- Text -
# General > Biodiversity >  Monkey Puzzle Tree

## cptdodger

Can anybody tell me, would a Monkey Puzzle Tree survive here, I live in Portskerra, Melvich ?

----------


## Scunner

> Can anybody tell me, would a Monkey Puzzle Tree survive here, I live in Portskerra, Melvich ?


I dont have one myself but there is one ore two here about

----------


## Fulmar

We have a eucalyptus. Everyone is amazed it has survived so far north!

----------


## cptdodger

Thank you both, I just adore Monkey Puzzle trees, but where I live it's quite exposed because it the house is on a corner. Everybody else can put their bins out and leave them, I have to hang on to the recycling one for dear life if it's windy because it literally ends up half way down the road !!

----------


## Gronnuck

> Can anybody tell me, would a Monkey Puzzle Tree survive here, I live in Portskerra, Melvich ?


Before leaving the central belt we researched the viability of moving our monkey puzzle tree (Araucaria araucana) with us.  Although its root system is wide it is also very shallow so it is doubtful whether it would remain upright in the severe winds we have in the far north.  We decided to leave our tree behind.

----------


## cullpacket

There's a few in Thurso and a lot in Golspie they are in sheltered places, have one ready for planting just looking for the right place.

----------


## cptdodger

> Before leaving the central belt we researched the viability of moving our monkey puzzle tree (Araucaria araucana) with us.  Although its root system is wide it is also very shallow so it is doubtful whether it would remain upright in the severe winds we have in the far north.  We decided to leave our tree behind.



Thank you for that, I really do not have anywhere sheltered, that I could plant a tree anyway.

----------


## cptdodger

> There's a few in Thurso and a lot in Golspie they are in sheltered places, have one ready for planting just looking for the right place.



That will be lovely for you ! I saw them for sale in the Castletown Garden Centre, but we were on the verge of moving to a flat in Thurso that didn't have a garden, so never bought one.

----------


## Dog-eared

There's a big one ii Forss Woods, RH side of Forss House Entrance but in the trees a bit.

----------


## dylanfm

I noticed one near Dunnet. It's quite exposed and at a glance when driving by it appears to be doing fine. Maybe a 2m tall at this time.

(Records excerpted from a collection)
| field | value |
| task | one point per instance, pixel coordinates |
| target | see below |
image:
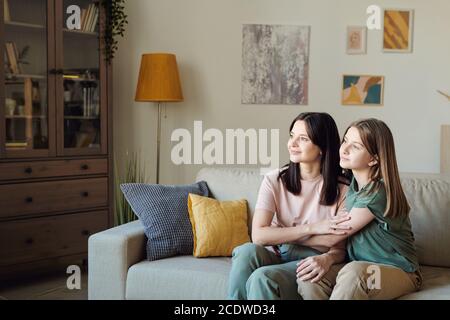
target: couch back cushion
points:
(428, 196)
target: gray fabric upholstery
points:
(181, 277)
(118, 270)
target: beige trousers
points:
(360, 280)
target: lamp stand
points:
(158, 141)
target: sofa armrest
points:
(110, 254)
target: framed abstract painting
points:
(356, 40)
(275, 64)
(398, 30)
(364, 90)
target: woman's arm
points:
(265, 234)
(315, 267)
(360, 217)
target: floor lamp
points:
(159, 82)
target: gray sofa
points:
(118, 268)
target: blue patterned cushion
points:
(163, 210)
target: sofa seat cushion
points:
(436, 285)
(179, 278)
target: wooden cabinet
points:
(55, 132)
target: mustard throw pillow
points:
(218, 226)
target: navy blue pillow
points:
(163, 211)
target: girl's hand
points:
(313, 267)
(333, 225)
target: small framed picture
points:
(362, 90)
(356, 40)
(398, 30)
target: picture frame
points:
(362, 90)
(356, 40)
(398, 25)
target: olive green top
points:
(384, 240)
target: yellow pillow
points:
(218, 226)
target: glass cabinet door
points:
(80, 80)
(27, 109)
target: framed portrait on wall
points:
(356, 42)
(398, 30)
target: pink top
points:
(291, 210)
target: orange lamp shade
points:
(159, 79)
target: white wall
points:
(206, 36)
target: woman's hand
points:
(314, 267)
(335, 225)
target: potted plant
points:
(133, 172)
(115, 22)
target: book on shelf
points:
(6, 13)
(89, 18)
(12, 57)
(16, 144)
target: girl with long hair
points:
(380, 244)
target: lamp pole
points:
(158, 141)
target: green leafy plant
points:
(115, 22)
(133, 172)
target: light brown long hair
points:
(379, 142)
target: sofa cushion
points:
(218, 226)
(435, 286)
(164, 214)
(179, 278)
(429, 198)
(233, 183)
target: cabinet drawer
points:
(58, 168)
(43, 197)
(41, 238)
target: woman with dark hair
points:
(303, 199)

- Task goal -
Copy the part of the monkey puzzle tree thread starting at "## cullpacket" and ending at "a tree anyway.", word for word.

- Full output -
## cullpacket

There's a few in Thurso and a lot in Golspie they are in sheltered places, have one ready for planting just looking for the right place.

----------


## cptdodger

> Before leaving the central belt we researched the viability of moving our monkey puzzle tree (Araucaria araucana) with us.  Although its root system is wide it is also very shallow so it is doubtful whether it would remain upright in the severe winds we have in the far north.  We decided to leave our tree behind.



Thank you for that, I really do not have anywhere sheltered, that I could plant a tree anyway.